··· Text section

When a loved one dies unexpectedly while in the hospital, bereaved family members often have many questions about what happened and why. Even if the person’s overall health and long-term prognosis were poor, sudden death from an unexpected or even expected complication can leave grieving family members feeling angry and betrayed. These feelings are often exacerbated by perceived or actual failures in patient care: Nurses didn’t answer the patient’s call light promptly. The attending physician was rarely around. On-call doctors were unable to answer the family’s questions appropriately. Specialists weren’t consulted in a timely manner. The list goes on and on.
Many hospitals offer bereavement services to family members who have lost a loved one. But these usually focus on providing comfort, spiritual counseling and/or emotional support. Few hospitals offer a path through which grieving families can voice their concerns and complaints and get answers to their questions about the care the patient received. The result: Bereaved families turn to legal action and official complaints to get these things addressed.
A New Approach to Bereavement Services
Recently, researchers in the UK conducted a small pilot study to learn if a hospital bereavement program led by senior physicians, nurses and the hospital’s quality and safety team could lessen the incidence of survivors’ complaints and help family members cope more effectively with a difficult death. Using a model developed by Medway Clinical Commission Group, the hospital implemented a system whereby bereaved family members were contacted by the hospital one working day after a patient had died. The family was invited to attend a one-hour meeting with the specialist in charge of the patient’s care and the matron (head nurse) on the ward where the person’s death occurred. The head of the hospital’s quality and safety team attended the meeting as well. Detailed minutes were compiled, which were later forwarded to the grieving families along with the results of any inquiries or investigation that occurred after the meeting took place.
The study looked only at deaths that occurred following surgical procedures between May 2017 and January 2018. Of the 121 families contacted about the meetings, 18, or about 15 percent, agreed to attend.
During the semi-structured meetings, family members were encouraged to describe their version of the events surrounding the patient’s death and voice their questions and concerns. Not surprisingly, most of the families who attended the meetings (about 83 percent) had unanswered questions about their loved one’s medical or nursing care. Over 75 percent had questions or concerns about the quality of care provided, and a little over 10 percent had concerns about both.

······
··· Listed records

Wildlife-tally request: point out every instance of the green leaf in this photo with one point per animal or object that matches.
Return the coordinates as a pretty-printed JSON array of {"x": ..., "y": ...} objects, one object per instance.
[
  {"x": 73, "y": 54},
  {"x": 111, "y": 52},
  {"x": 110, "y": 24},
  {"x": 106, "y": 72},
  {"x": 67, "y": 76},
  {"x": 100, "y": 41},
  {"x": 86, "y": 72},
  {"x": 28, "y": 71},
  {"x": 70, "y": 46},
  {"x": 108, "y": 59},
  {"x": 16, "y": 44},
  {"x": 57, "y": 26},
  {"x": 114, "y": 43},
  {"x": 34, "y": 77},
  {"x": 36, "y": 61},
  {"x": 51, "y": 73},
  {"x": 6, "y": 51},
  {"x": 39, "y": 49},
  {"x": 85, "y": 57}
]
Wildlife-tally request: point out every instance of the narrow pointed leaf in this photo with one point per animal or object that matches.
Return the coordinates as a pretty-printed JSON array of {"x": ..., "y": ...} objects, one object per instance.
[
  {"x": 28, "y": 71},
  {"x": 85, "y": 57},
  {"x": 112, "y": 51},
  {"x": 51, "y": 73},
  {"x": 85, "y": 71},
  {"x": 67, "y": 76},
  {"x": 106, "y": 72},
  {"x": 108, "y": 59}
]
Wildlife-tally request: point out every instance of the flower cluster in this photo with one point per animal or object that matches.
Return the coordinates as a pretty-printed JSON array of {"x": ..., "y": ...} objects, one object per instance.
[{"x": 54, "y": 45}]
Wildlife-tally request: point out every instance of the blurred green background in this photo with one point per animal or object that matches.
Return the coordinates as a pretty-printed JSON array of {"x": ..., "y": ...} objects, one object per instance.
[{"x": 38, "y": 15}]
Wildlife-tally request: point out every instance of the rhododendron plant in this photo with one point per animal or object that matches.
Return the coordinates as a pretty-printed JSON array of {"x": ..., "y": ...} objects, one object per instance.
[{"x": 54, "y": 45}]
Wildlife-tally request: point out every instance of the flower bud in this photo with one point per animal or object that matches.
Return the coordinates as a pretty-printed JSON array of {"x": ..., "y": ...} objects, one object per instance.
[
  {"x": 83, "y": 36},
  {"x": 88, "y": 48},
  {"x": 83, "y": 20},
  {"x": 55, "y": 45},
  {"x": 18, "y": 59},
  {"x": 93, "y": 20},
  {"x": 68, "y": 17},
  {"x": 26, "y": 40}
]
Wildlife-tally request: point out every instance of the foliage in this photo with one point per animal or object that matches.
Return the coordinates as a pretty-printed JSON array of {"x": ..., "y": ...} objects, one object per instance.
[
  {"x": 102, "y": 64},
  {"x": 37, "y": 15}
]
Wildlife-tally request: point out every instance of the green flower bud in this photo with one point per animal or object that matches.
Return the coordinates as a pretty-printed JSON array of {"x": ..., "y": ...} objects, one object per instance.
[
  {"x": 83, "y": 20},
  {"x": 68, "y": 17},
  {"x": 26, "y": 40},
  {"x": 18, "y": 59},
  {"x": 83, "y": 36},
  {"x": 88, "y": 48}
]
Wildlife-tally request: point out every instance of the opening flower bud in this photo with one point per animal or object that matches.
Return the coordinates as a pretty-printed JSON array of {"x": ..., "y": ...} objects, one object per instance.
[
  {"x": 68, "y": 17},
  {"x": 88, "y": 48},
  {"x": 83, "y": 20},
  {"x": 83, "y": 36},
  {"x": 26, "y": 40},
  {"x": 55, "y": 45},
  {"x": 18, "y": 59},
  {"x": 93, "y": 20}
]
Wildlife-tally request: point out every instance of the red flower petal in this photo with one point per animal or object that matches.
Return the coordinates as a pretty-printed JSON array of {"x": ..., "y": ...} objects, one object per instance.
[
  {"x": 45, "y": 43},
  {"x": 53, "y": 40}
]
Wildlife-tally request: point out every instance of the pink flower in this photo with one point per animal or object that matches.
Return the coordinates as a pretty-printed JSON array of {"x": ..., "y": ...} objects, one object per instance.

······

Questions on the material:
1/ Rewrite the part of the hospital bereavement text that opens with the words "When a loved" and closes with "goes on and on.", switching "loved one" to "relative".
2/ Resume the text on hospital bereavement meetings after its last sentence and carry it on.

Task responses:
1/
When a relative dies unexpectedly while in the hospital, bereaved family members often have many questions about what happened and why. Even if the person’s overall health and long-term prognosis were poor, sudden death from an unexpected or even expected complication can leave grieving family members feeling angry and betrayed. These feelings are often exacerbated by perceived or actual failures in patient care: Nurses didn’t answer the patient’s call light promptly. The attending physician was rarely around. On-call doctors were unable to answer the family’s questions appropriately. Specialists weren’t consulted in a timely manner. The list goes on and on.

2/
The most common concerns identified related to the medical management of the patient’s condition; the quality of nursing care they received; and communication with and between the health care team. Many families also wanted to know whether anything more could have been done to save the patient’s life, and some wanted reassurance that other patients and families would not go through the ordeals they had experienced.
Grieving Families Feelings Defused
The results of the pilot program were largely positive. Of the bereaved families who attended, a little less than half (44 percent) had been thinking about filing a formal complaint before the meeting took place. After the meeting, over three-quarters of those families said they had obtained “closure” and that their concerns had been adequately addressed. Additionally, two families who had already sought legal advice decided to forgo legal action after speaking with hospital staff. The remaining families were awaiting the results of a further investigation before submitting their feedback.
These results echo those from several “disclose and compensate” programs in the United States. For example, since 2001 the University of Michigan Health System has been disclosing serious medical errors to patients and/or their grieving families and offering a formal apology and financial compensation for harms done. Despite dire predictions that such transparency would cause the number of malpractice claims and financial settlements to skyrocket, the rate of both has actually decreased.